• WHAT THE TASK ASKS
Retype every line of the listing below with no changes at all.

Records from a data source:
* BEGIN *
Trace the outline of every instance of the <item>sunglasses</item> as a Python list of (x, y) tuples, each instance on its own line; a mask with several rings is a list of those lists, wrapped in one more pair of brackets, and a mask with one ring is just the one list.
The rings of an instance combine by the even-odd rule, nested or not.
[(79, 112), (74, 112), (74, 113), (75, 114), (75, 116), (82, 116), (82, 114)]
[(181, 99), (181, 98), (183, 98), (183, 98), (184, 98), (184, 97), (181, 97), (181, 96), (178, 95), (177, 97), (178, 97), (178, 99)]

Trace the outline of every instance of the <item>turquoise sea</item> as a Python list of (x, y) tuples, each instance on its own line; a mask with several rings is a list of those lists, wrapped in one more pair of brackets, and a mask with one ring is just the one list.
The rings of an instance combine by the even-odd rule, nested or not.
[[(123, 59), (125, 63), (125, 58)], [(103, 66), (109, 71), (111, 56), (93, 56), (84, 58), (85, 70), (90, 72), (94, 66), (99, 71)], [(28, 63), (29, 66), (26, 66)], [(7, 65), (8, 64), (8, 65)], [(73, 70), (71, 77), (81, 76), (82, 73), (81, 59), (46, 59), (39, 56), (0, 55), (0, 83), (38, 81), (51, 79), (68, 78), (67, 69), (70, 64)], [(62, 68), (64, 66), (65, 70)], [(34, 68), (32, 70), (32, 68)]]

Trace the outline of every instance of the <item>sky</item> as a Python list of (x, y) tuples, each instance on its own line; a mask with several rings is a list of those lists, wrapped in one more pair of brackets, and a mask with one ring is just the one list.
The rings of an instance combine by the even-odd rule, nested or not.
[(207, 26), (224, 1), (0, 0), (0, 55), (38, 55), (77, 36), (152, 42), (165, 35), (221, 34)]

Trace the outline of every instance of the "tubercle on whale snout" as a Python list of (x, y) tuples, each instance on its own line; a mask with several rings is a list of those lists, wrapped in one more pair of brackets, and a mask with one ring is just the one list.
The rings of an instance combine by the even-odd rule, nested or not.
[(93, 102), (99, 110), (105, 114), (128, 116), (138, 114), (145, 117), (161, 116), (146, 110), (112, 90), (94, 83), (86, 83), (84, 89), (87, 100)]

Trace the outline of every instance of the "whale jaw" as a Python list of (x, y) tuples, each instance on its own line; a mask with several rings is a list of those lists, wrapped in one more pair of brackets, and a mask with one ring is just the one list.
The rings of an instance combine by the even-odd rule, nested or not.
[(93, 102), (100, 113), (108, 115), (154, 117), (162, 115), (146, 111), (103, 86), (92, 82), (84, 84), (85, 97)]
* END *
• COMPLETE RESPONSE
Trace the outline of every instance of the <item>sunglasses</item> as a Python list of (x, y) tuples, each instance on its own line; a mask with several rings is a list of those lists, wrapped in one more pair of brackets, and a mask with one ring is just the one list.
The rings of an instance combine by the even-odd rule, nested or not.
[(79, 112), (74, 112), (74, 113), (75, 114), (75, 116), (82, 116), (82, 114)]
[(181, 99), (181, 98), (183, 98), (183, 98), (184, 98), (184, 97), (181, 97), (181, 96), (178, 95), (177, 97), (178, 97), (178, 99)]

Trace the outline of every instance of the <item>turquoise sea</item> as a Python list of (x, y) tuples, each instance on its own line; a mask with several rings is a list of those lists, wrapped in one more pair of brackets, and a mask with one ring is just the one list.
The rings of an instance combine by the even-odd rule, nested or not.
[[(123, 59), (125, 63), (125, 58)], [(103, 66), (109, 71), (111, 56), (93, 56), (84, 58), (85, 70), (90, 72), (94, 66), (99, 71)], [(28, 63), (29, 66), (26, 66)], [(7, 65), (8, 64), (8, 65)], [(73, 70), (71, 77), (81, 76), (82, 73), (81, 59), (46, 59), (39, 56), (0, 55), (0, 83), (38, 81), (51, 79), (68, 78), (67, 69), (70, 64)], [(62, 68), (64, 66), (65, 70)], [(34, 68), (32, 70), (32, 68)]]

Trace the outline of every instance of the <item>sky</item> as a Python list of (x, y) tuples, each instance on its own line; a mask with several rings is a list of those lists, wrapped in one more pair of brackets, and a mask with one ring is just the one list.
The rings of an instance combine by the even-odd rule, nested or not.
[(207, 26), (224, 1), (0, 0), (0, 55), (38, 55), (77, 36), (152, 42), (165, 35), (221, 34)]

Trace the outline of every instance of the "tubercle on whale snout" as a Python list of (x, y) tuples, each instance on its own line; a mask with several rings is a list of those lists, wrapped in one more pair of brackets, and a mask with one ring is just the one list.
The rings of an instance combine by the even-odd rule, nested or not.
[(93, 102), (99, 110), (105, 114), (128, 116), (138, 114), (145, 117), (161, 116), (146, 110), (112, 90), (94, 83), (86, 83), (84, 89), (87, 100)]

Trace the outline of every instance of the "whale jaw" as a Python list of (x, y) tuples, each instance on its own line; a mask with several rings is a list of those lists, wrapped in one more pair of brackets, and a mask with one ring is just the one list.
The rings of an instance combine by the even-odd rule, nested or not.
[(93, 102), (100, 113), (108, 115), (154, 117), (162, 115), (146, 111), (103, 86), (92, 82), (84, 84), (85, 97)]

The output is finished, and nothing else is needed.